## [Task instructions]
Present the data once more in exactly its original form.

Excerpts from point annotation data
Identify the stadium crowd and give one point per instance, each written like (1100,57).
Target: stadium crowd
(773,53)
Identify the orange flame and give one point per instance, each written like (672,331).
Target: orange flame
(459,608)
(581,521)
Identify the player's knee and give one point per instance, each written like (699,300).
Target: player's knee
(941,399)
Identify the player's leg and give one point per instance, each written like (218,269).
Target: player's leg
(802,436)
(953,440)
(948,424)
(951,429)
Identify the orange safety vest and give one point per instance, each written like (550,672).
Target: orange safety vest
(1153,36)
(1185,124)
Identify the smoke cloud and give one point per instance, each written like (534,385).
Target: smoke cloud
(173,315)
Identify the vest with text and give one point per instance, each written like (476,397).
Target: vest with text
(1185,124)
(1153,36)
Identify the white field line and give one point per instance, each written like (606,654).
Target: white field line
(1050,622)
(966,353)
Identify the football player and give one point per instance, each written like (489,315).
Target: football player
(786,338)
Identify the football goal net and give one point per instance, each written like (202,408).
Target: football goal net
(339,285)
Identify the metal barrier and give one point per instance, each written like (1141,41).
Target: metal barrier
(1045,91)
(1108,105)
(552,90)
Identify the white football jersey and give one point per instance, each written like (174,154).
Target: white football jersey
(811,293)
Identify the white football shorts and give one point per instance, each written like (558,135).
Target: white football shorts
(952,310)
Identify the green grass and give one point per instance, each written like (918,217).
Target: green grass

## [Written solution]
Identify the stadium crowd and give one point per instance, each written like (1100,57).
Target: stadium crowd
(773,53)
Identify the orange flame and give one point per instance, each written like (672,331).
Target: orange flame
(459,608)
(581,521)
Identify the player's knee and give one point per instance, each written like (699,300).
Target: player's knee
(941,399)
Identify the player's leg and give one point per instance, each written like (218,269).
Target: player's leg
(802,436)
(953,440)
(948,424)
(951,429)
Identify the orange safety vest and give one point per instance, each written like (550,672).
Target: orange safety vest
(1153,36)
(1185,124)
Identify the smoke cloud and give one point per instance, each written like (534,385).
Target: smoke cloud
(173,315)
Identify the vest with text and give one point per instance, each written like (476,397).
Target: vest with text
(1185,124)
(1153,36)
Identify the white field line and give one point per instance, each written like (606,654).
Target: white field line
(1050,622)
(966,353)
Identify the football player and give one point per instance, each written like (489,315).
Target: football player
(786,338)
Identify the football goal net and give one point per instance, each written like (202,408).
Target: football goal net
(339,285)
Identify the metal barrier and give one point per instance, each written like (1141,41).
Target: metal barrier
(1045,91)
(1108,105)
(552,90)
Identify the white football jersey and give one point per instance, each written like (174,154).
Target: white football jersey
(811,293)
Identify the white football shorts and give one point per instance, each written like (558,135).
Target: white football shorts
(952,310)
Identify the green grass and give one point per instance, each written like (918,217).
Target: green grass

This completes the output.